Brano selezionato:

AKIP, l’alleanza contro l’importazione dei rifiuti costituita da associazioni ambientaliste e nata per contrastare la legge voluta da Sali Berisha, ex Primo Ministro, che permetteva l’ingresso nel Paese di rifiuti di diversi paesi europei, esprime sin da subito la sua contrarietà all’iniziativa. I portavoce dell’organizzazione dichiarano che gli ambientalisti si opporranno fortemente all’eventuale trasferimento delle armi chimiche siriane in Albania.

Nascono così  a catena manifestazioni di protesta della società civile organizzate sia in territorio albanese che in altre zone d’Europa e del mondo dove risiedono le comunità albanesi. Le folle ricordano soprattutto il precedente del 15 marzo 2008 di Gerdec, villaggio situato tra Durazzo e Tirana, quando una forte esplosione scuote le due città e una nube nera copre i loro cieli. Era avvenuto un errore durante il disinnesco di una bomba che causò una serie di esplosioni a catena con fatali conseguenze: 26 morti, 300 feriti, 315 case rase al suolo, 4000 persone evacuate.

(Voci salvate)
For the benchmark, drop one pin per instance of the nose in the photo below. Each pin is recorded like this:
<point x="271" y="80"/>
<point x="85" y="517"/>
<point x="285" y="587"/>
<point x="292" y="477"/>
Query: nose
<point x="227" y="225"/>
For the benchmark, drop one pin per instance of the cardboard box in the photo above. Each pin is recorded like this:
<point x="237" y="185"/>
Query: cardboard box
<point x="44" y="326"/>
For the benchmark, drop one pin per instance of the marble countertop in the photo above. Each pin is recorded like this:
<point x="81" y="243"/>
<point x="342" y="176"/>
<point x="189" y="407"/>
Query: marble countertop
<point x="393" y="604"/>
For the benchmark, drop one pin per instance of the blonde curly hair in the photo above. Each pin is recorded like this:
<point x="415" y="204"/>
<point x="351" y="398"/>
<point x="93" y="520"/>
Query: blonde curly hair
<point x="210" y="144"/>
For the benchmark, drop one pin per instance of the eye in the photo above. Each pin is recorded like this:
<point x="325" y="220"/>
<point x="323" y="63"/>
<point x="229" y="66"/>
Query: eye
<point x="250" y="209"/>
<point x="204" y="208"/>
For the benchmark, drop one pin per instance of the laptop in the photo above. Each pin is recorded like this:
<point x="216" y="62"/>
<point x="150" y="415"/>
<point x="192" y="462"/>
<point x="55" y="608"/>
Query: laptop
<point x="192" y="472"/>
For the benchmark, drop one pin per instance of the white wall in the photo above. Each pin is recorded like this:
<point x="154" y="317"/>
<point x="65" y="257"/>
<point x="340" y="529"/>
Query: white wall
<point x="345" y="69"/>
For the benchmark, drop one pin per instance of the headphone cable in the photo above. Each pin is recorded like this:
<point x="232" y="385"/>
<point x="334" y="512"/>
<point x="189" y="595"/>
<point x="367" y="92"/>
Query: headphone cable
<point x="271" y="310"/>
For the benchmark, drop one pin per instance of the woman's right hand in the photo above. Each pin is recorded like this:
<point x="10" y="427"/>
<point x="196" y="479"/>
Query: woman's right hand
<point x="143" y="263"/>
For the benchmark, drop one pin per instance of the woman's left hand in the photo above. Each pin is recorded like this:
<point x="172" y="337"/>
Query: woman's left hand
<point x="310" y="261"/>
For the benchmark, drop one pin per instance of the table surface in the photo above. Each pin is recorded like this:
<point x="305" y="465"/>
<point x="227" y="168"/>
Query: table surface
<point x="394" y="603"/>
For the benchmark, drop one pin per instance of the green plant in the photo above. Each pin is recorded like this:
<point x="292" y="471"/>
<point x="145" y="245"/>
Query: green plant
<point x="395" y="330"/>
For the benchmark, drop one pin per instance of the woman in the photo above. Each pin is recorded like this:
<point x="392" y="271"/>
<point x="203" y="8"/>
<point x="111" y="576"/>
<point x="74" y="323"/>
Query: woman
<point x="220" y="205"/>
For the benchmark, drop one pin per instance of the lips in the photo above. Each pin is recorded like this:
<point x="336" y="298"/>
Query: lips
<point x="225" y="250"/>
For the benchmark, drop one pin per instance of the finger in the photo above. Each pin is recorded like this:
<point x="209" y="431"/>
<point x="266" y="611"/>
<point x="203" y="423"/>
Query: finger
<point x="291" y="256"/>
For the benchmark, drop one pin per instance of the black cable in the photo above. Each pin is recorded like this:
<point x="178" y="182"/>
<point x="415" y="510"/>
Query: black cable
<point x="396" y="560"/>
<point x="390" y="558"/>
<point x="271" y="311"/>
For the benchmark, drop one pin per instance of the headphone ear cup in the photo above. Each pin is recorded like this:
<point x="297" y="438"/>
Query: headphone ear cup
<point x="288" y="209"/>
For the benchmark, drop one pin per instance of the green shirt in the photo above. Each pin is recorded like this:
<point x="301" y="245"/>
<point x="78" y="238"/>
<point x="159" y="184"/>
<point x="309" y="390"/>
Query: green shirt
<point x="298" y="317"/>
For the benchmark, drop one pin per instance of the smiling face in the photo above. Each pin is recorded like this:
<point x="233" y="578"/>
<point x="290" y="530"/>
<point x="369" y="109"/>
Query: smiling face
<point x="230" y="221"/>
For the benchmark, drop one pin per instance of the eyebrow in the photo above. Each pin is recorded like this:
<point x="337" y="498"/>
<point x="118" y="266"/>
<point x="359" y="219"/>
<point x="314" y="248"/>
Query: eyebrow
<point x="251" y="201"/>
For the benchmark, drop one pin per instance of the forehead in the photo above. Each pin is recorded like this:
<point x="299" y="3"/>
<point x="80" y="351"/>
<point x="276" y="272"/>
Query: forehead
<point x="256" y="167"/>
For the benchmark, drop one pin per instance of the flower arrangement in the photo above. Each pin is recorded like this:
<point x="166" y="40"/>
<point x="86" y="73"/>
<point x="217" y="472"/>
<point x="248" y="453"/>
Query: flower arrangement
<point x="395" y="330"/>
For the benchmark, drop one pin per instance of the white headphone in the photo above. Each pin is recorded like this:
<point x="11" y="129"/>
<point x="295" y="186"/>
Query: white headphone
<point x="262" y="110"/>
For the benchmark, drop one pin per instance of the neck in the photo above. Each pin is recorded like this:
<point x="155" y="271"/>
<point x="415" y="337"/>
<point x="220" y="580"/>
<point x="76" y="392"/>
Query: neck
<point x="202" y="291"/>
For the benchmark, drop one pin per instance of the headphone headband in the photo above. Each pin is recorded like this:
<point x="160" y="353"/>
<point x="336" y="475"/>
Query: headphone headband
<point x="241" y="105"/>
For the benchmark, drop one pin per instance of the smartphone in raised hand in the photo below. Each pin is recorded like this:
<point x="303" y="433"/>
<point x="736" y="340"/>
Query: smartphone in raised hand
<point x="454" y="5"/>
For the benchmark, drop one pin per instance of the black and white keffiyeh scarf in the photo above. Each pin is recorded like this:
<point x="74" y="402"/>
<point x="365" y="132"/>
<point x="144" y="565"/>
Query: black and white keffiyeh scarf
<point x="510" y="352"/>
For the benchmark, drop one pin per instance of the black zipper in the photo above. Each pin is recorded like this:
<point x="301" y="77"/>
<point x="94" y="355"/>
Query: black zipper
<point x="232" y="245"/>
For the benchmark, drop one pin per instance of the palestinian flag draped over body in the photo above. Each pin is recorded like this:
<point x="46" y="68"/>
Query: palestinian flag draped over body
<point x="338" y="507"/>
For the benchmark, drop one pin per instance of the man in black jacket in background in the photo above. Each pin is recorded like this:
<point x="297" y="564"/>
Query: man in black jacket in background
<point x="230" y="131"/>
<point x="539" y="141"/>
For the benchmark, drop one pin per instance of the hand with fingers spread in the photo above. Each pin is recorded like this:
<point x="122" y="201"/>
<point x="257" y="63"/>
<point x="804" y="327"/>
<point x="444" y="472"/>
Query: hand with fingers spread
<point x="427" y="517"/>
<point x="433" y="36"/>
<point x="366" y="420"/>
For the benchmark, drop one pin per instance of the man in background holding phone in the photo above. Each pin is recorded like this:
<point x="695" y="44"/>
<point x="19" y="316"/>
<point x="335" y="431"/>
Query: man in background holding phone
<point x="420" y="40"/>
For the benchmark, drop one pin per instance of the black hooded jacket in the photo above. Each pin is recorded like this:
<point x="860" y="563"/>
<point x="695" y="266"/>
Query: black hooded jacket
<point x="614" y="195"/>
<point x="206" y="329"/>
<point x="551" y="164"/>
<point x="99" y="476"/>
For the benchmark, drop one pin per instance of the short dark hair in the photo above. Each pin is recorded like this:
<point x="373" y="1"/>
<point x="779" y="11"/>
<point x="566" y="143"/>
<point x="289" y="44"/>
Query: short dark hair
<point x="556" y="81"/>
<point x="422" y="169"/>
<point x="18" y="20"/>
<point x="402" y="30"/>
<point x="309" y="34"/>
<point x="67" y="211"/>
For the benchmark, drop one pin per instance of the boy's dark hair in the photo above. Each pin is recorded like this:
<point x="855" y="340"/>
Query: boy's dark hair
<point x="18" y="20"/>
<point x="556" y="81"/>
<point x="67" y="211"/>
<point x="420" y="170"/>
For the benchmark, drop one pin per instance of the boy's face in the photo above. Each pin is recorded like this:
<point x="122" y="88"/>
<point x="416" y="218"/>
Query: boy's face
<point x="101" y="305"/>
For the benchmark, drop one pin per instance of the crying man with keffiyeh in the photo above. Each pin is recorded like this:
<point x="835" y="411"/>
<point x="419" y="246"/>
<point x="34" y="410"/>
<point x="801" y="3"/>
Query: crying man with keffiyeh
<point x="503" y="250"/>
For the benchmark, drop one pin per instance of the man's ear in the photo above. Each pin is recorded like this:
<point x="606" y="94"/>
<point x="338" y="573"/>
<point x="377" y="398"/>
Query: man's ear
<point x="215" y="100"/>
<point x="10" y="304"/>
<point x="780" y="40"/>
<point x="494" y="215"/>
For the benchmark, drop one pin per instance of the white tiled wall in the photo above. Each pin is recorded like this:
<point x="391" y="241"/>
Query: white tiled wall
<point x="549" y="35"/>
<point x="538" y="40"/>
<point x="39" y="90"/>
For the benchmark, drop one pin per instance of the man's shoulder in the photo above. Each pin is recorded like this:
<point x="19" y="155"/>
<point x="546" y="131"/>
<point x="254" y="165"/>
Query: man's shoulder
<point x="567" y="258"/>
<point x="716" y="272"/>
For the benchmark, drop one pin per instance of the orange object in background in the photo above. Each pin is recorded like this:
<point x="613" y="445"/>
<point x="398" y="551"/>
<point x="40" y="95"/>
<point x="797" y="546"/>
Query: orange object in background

Domande:
#1 Rispondi a queste domande sul brano sulle proteste in Albania:
(a) Chi aveva voluto la legge che permetteva l'ingresso nel Paese di rifiuti di diversi paesi europei?
(b) Tra quali due città si trova il villaggio di Gerdec?
(c) Quante case furono rase al suolo nelle esplosioni di Gerdec?
#2 Restituisci dal brano sulle proteste in Albania la parte che comincia con le parole "AKIP, l’alleanza contro" e termina dopo le parole "siriane in Albania.".
#3 Riprendi il brano sulle proteste in Albania dal punto in cui si ferma.

Risposte:
#1
(a) Sali Berisha, ex Primo Ministro.
(b) Tra Durazzo e Tirana.
(c) 315 case.

#2
AKIP, l’alleanza contro l’importazione dei rifiuti costituita da associazioni ambientaliste e nata per contrastare la legge voluta da Sali Berisha, ex Primo Ministro, che permetteva l’ingresso nel Paese di rifiuti di diversi paesi europei, esprime sin da subito la sua contrarietà all’iniziativa. I portavoce dell’organizzazione dichiarano che gli ambientalisti si opporranno fortemente all’eventuale trasferimento delle armi chimiche siriane in Albania.

#3
Questa contro la distruzione dell’arsenale siriano è una delle prime libere manifestazioni della società civile in Albania. In un certo senso questa è una vittoria anche di Rama che ha formato una mentalità di reale democrazia. Non si è trattato, infatti, di proteste contro il Governo quanto del diritto di un popolo di poter dichiarare il proprio dissenso in libertà. Un altro precedente da ricordare è quello del 21 gennaio 2011 quando la Guardia nazionale albanese sparò su una manifestazione contro il governo Berisha; furono 4 i morti.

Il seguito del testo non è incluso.